**Problem details**
Rewrite the lines below as a numbered list, leaving out any blank lines.
·····
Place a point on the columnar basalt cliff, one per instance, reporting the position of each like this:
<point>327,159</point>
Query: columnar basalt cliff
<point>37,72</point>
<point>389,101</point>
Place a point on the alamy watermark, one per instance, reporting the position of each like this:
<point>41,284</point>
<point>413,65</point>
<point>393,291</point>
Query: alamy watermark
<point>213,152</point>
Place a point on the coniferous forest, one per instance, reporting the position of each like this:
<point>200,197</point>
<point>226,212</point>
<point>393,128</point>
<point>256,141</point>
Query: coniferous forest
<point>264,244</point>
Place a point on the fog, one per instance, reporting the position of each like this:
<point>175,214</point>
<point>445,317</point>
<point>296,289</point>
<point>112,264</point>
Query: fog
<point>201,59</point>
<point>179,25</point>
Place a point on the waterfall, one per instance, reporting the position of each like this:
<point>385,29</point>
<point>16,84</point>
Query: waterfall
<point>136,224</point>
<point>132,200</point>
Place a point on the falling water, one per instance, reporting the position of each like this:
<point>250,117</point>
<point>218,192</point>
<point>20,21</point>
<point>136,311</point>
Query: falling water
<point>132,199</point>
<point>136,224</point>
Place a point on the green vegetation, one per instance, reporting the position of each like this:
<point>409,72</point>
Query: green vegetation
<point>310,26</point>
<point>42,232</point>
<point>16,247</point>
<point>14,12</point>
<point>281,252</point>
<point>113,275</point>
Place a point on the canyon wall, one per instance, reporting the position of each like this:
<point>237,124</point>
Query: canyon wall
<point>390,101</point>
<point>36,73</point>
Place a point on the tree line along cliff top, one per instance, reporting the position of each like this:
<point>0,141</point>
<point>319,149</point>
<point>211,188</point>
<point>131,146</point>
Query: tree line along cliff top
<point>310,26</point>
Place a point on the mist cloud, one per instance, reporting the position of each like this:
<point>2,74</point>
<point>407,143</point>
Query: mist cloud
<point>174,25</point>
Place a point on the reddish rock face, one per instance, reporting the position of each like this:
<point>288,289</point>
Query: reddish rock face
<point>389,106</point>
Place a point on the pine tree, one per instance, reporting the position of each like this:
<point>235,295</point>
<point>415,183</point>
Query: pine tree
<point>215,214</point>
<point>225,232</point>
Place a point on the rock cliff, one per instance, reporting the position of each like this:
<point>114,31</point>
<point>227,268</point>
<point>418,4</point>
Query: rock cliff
·····
**Result below**
1. Place a point on the columnar basalt cliff, one per instance, reporting the position of each like this:
2. <point>327,159</point>
3. Query: columnar basalt cliff
4. <point>37,72</point>
5. <point>389,101</point>
6. Place a point on the alamy watermark, one per instance, reporting the position of each like this:
7. <point>41,284</point>
8. <point>413,65</point>
9. <point>393,291</point>
10. Query: alamy watermark
11. <point>213,152</point>
12. Place a point on the coniferous forest, one per instance, reporting the position of each like this:
13. <point>200,197</point>
14. <point>226,212</point>
15. <point>393,128</point>
16. <point>256,141</point>
17. Query: coniferous forest
18. <point>264,244</point>
19. Place a point on the fog, one per instance, reporting the position of each like this:
20. <point>175,214</point>
21. <point>445,317</point>
22. <point>296,289</point>
23. <point>112,264</point>
24. Query: fog
25. <point>201,59</point>
26. <point>179,25</point>
27. Place a point on the waterfall, one per instance, reporting the position of each like this:
28. <point>385,29</point>
29. <point>16,84</point>
30. Query: waterfall
31. <point>136,224</point>
32. <point>132,200</point>
33. Place a point on the falling water, one per instance, reporting the position of each like this:
34. <point>250,117</point>
35. <point>218,192</point>
36. <point>20,21</point>
37. <point>136,311</point>
38. Query: falling water
39. <point>132,199</point>
40. <point>136,224</point>
41. Place a point on the green vegetation, one per instance, reporting the position of each like this:
42. <point>409,72</point>
43. Query: green vegetation
44. <point>310,26</point>
45. <point>42,232</point>
46. <point>16,247</point>
47. <point>14,12</point>
48. <point>281,252</point>
49. <point>113,275</point>
50. Place a point on the canyon wall, one per instance, reporting the position of each like this:
51. <point>237,124</point>
52. Query: canyon wall
53. <point>390,101</point>
54. <point>36,73</point>
55. Place a point on the tree line along cliff top, one per instance, reporting the position of each like this:
56. <point>0,141</point>
57. <point>319,149</point>
58. <point>211,188</point>
59. <point>131,146</point>
60. Query: tree line along cliff top
61. <point>310,26</point>
62. Place a point on the mist cloud, one per instance, reporting the position of each like this:
63. <point>2,74</point>
64. <point>407,143</point>
65. Query: mist cloud
66. <point>174,25</point>
67. Place a point on the reddish rock face, one per instance, reporting the position of each like this:
68. <point>288,289</point>
69. Query: reddish rock face
70. <point>389,106</point>
71. Place a point on the pine tree, one per instance, reporting the position of each like this:
72. <point>235,295</point>
73. <point>415,183</point>
74. Query: pine tree
75. <point>215,214</point>
76. <point>225,232</point>
77. Place a point on the rock cliff, one per instance, reporting the position of each like this:
78. <point>114,31</point>
79. <point>227,268</point>
80. <point>418,4</point>
81. Query: rock cliff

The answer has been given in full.